Document
⟨
This growth is not accidental. It is the result of three converging policy instruments: the original PLI Scheme for Large Scale Electronics Manufacturing (PLI 1.0), the new Electronics Component Manufacturing Scheme (ECMS), and a 100% FDI policy under the automatic route for manufacturing. For foreign manufacturers evaluating India as a production base, understanding these three pillars — and the regulatory obligations that come with them — is critical to making an informed entry decision.
PLI 1.0: Results and Lessons Learned
The original PLI Scheme for Large Scale Electronics Manufacturing, launched in 2020 with a total outlay of INR 34,193 crore, focused on smartphone and specified electronic components manufacturing. The scheme offered incentive rates of 4-6% on incremental sales over a base year, measured over five years.
⟩
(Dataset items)
⟨
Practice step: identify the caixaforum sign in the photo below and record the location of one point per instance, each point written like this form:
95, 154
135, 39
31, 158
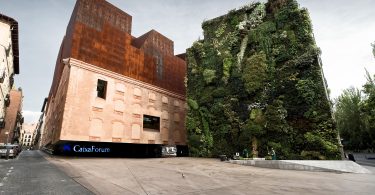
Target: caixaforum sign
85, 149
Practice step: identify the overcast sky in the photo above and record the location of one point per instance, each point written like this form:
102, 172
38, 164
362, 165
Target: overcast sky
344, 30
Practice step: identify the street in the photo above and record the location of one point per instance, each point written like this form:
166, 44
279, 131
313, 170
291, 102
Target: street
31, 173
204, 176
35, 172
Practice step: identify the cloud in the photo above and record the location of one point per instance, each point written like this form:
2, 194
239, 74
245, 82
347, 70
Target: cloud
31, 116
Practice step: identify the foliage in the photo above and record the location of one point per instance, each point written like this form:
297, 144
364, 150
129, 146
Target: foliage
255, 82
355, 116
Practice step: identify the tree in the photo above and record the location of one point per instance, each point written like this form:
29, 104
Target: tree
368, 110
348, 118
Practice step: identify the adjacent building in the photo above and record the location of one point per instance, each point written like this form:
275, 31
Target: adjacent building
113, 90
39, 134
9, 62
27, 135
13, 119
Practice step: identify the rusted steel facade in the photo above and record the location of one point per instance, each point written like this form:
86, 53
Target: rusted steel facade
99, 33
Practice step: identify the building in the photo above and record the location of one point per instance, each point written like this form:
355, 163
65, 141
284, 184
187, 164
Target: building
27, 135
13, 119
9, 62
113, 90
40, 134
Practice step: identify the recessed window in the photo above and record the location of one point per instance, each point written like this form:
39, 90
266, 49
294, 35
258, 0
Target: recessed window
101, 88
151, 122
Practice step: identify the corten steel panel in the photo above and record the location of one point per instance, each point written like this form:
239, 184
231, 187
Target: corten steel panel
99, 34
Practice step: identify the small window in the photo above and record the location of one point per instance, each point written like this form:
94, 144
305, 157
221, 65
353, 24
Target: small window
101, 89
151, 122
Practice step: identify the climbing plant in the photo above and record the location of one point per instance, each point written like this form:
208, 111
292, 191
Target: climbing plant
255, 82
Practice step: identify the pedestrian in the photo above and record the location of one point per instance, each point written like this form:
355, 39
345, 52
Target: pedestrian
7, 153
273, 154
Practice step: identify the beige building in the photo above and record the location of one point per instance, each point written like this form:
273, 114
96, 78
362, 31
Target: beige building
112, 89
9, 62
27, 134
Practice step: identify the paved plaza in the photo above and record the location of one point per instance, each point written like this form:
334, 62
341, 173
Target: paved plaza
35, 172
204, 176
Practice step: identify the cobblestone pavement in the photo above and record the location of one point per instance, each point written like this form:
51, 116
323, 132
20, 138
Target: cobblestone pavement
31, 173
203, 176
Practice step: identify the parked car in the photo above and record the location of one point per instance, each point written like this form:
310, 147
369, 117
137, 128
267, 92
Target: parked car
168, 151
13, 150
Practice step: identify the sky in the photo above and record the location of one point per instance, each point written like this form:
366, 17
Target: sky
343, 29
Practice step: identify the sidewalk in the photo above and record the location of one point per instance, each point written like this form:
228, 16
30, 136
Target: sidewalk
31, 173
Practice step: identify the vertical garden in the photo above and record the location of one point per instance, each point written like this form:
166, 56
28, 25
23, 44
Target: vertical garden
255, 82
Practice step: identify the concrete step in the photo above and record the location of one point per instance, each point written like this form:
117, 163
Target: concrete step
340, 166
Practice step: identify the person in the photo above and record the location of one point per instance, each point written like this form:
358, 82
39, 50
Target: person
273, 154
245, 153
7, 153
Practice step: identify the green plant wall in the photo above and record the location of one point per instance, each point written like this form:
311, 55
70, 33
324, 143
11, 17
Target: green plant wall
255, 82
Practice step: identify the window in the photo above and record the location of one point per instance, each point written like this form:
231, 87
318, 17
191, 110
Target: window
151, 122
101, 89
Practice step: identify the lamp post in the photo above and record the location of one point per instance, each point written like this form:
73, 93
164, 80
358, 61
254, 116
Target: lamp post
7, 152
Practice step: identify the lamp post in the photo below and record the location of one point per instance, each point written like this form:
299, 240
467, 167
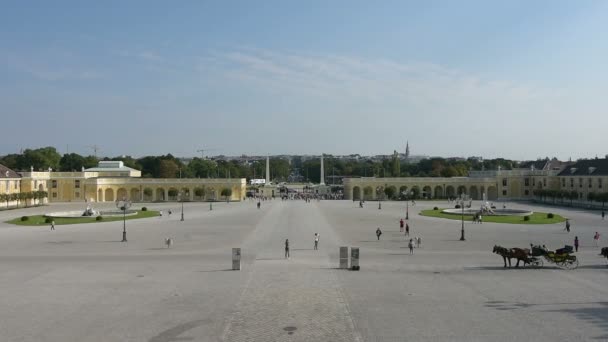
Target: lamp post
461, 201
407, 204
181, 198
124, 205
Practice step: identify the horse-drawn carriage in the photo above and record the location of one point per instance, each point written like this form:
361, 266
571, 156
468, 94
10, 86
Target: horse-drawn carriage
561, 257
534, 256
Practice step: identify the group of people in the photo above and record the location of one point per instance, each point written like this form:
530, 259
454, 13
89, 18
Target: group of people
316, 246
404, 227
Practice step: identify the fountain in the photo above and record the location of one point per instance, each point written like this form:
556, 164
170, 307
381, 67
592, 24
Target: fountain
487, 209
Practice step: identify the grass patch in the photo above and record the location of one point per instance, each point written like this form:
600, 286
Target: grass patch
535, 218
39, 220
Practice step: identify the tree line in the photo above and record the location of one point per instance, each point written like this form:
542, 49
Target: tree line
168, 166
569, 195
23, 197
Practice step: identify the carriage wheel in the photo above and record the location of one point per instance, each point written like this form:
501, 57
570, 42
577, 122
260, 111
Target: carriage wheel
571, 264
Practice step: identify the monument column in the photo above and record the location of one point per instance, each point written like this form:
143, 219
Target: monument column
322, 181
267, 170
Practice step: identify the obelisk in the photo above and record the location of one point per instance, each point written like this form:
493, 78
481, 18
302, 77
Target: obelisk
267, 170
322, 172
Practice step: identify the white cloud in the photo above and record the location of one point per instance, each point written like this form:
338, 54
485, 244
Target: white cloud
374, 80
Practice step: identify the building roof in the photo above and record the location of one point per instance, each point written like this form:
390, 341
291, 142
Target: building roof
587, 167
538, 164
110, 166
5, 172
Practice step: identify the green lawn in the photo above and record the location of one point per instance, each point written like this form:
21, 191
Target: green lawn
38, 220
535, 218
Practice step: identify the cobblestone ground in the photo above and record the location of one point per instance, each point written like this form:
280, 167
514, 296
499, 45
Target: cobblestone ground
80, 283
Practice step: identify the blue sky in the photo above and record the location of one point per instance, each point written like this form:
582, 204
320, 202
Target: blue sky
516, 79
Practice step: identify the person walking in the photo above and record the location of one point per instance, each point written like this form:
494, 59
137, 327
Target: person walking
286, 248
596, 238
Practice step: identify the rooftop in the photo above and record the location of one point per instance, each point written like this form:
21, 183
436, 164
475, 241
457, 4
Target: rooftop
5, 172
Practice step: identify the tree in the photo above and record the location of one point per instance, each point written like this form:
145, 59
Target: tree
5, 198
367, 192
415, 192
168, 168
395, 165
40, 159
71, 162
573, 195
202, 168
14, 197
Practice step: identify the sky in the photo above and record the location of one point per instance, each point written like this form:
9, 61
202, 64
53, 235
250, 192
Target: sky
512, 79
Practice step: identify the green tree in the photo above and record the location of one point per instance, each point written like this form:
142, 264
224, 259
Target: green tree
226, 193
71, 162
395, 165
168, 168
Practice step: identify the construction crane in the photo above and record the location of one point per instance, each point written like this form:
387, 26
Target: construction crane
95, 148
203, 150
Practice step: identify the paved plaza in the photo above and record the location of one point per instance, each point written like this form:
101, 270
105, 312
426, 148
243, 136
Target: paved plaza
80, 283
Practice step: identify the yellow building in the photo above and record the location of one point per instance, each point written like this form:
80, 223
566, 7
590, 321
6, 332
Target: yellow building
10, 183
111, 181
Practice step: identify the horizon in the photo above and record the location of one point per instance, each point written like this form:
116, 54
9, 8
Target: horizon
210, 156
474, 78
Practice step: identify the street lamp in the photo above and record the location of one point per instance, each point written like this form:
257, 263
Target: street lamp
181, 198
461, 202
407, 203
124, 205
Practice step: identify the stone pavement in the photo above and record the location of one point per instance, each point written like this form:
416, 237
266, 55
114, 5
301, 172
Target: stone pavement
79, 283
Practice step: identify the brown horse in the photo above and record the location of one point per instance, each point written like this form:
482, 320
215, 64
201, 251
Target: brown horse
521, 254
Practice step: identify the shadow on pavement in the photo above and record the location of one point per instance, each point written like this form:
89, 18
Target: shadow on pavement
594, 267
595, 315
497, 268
⟩
⟨
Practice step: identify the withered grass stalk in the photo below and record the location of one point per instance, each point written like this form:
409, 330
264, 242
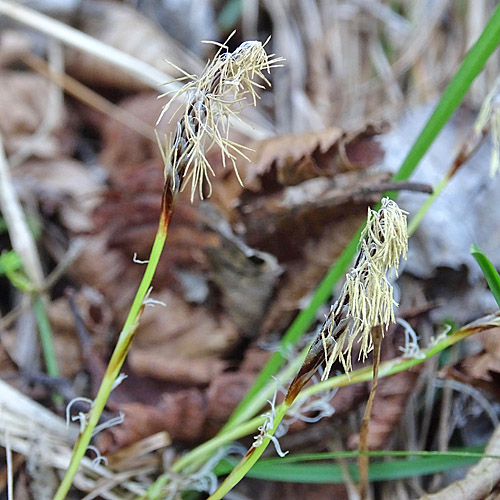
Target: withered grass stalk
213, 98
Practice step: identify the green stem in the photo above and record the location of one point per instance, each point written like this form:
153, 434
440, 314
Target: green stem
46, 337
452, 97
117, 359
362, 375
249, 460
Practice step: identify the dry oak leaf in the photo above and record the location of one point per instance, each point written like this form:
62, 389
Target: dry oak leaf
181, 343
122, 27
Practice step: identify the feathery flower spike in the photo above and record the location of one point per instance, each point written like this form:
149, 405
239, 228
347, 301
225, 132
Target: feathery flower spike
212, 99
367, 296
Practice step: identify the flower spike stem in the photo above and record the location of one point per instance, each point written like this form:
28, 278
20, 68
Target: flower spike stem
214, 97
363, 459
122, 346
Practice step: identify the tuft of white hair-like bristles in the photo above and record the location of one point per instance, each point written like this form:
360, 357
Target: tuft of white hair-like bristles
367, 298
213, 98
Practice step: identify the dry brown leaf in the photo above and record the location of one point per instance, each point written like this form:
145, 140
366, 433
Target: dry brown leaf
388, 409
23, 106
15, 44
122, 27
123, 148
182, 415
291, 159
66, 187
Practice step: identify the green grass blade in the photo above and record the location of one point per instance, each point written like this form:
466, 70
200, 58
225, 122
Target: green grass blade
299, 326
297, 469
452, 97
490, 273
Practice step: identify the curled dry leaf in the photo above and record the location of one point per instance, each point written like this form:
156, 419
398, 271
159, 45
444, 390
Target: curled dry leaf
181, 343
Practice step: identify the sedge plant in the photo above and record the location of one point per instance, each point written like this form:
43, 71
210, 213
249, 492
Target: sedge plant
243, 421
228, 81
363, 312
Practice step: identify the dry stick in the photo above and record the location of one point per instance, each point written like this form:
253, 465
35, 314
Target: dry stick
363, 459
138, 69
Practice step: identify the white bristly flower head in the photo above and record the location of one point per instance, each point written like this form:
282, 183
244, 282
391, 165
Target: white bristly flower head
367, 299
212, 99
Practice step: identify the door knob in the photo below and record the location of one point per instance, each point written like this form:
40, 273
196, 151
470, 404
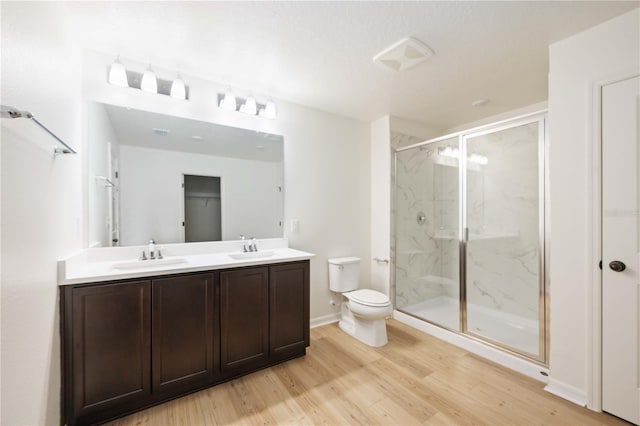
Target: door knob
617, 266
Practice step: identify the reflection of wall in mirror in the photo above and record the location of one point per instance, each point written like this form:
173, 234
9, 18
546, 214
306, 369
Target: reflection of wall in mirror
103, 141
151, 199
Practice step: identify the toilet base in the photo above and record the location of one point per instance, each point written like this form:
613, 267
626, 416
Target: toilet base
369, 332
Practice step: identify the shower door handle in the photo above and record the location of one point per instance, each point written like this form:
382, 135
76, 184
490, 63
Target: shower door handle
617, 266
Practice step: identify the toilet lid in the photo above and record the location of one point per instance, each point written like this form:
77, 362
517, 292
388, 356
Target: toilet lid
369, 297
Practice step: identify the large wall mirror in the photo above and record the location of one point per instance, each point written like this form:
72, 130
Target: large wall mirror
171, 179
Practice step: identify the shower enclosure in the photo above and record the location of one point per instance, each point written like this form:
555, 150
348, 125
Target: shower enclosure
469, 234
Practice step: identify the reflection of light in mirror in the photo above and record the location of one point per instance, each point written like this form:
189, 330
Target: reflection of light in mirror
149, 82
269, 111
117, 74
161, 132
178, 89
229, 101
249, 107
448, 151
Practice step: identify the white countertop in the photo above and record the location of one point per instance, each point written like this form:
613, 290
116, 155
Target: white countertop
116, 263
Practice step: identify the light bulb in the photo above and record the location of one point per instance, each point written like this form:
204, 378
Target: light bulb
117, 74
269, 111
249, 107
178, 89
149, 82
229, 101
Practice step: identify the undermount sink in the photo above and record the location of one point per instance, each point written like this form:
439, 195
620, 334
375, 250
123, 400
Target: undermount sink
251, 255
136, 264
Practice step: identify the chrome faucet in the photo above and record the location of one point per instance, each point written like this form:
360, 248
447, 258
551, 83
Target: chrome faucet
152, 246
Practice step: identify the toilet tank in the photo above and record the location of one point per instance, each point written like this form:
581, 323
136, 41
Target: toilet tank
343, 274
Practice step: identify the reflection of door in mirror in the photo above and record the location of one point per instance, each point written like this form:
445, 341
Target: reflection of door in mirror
⟩
⟨
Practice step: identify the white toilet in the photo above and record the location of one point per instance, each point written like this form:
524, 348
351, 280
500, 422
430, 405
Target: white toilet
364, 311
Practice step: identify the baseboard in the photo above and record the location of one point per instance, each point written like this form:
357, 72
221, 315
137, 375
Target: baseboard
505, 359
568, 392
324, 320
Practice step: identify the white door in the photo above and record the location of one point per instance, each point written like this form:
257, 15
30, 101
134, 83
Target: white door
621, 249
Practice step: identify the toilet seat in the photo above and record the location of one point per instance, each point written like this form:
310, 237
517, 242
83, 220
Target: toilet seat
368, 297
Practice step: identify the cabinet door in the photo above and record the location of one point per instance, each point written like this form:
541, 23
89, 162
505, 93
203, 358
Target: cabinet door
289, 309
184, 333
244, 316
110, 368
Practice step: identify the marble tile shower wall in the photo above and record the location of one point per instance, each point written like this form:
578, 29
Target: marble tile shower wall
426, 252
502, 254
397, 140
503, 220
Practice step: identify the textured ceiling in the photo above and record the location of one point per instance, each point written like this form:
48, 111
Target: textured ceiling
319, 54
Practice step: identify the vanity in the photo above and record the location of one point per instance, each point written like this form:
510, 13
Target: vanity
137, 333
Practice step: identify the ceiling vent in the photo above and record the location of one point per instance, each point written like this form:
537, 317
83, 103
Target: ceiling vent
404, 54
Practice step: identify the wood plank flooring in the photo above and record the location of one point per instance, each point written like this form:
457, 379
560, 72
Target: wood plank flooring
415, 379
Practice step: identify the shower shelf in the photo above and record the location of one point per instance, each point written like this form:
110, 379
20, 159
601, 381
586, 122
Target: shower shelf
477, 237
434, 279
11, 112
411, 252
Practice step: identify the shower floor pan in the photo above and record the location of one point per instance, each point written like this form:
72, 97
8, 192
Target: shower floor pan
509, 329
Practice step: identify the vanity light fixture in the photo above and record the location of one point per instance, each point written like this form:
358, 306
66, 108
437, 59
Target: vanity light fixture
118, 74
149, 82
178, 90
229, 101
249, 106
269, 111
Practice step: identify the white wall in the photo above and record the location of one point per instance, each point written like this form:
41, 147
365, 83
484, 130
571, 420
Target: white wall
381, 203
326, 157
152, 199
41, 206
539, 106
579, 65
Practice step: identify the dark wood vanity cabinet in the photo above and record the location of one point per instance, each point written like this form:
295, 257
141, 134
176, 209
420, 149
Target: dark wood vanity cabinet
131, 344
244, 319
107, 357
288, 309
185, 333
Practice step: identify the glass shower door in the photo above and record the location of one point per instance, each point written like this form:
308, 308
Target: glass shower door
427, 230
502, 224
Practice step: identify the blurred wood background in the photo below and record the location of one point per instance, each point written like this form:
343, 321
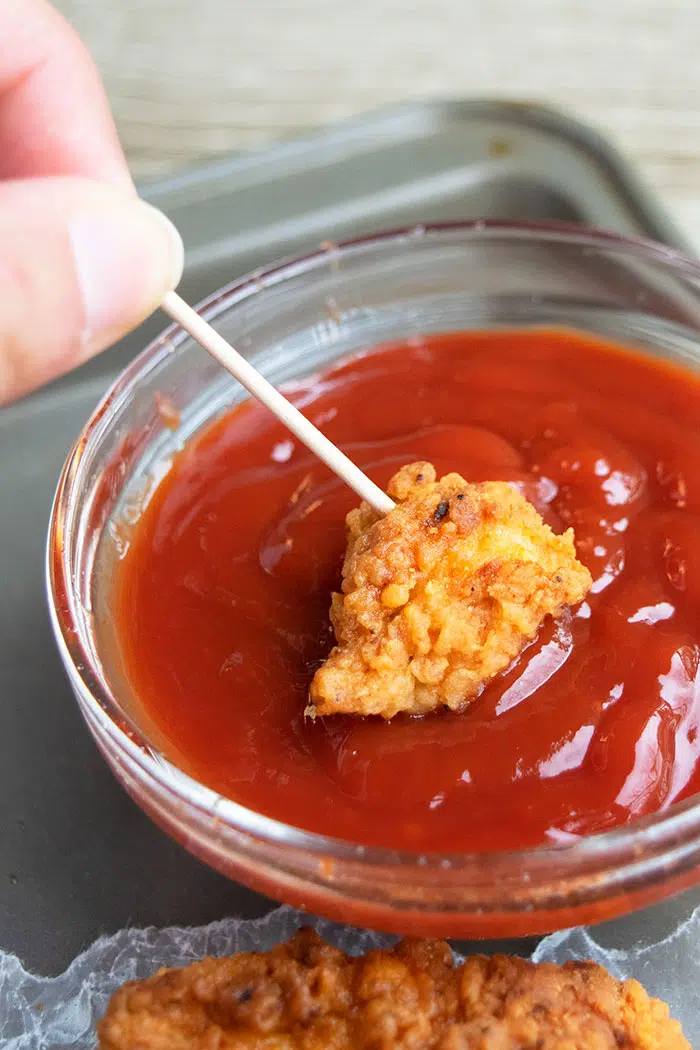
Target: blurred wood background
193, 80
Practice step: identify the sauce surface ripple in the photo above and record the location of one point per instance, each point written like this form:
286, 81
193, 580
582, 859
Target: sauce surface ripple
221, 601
⟩
Task objective
Reproduce the section of the passage on India's electronics manufacturing incentives that opens with the words "This growth is" and closes with "over five years.", substituting "manufacturing hub" for "production base".

The solution
This growth is not accidental. It is the result of three converging policy instruments: the original PLI Scheme for Large Scale Electronics Manufacturing (PLI 1.0), the new Electronics Component Manufacturing Scheme (ECMS), and a 100% FDI policy under the automatic route for manufacturing. For foreign manufacturers evaluating India as a manufacturing hub, understanding these three pillars — and the regulatory obligations that come with them — is critical to making an informed entry decision.
PLI 1.0: Results and Lessons Learned
The original PLI Scheme for Large Scale Electronics Manufacturing, launched in 2020 with a total outlay of INR 34,193 crore, focused on smartphone and specified electronic components manufacturing. The scheme offered incentive rates of 4-6% on incremental sales over a base year, measured over five years.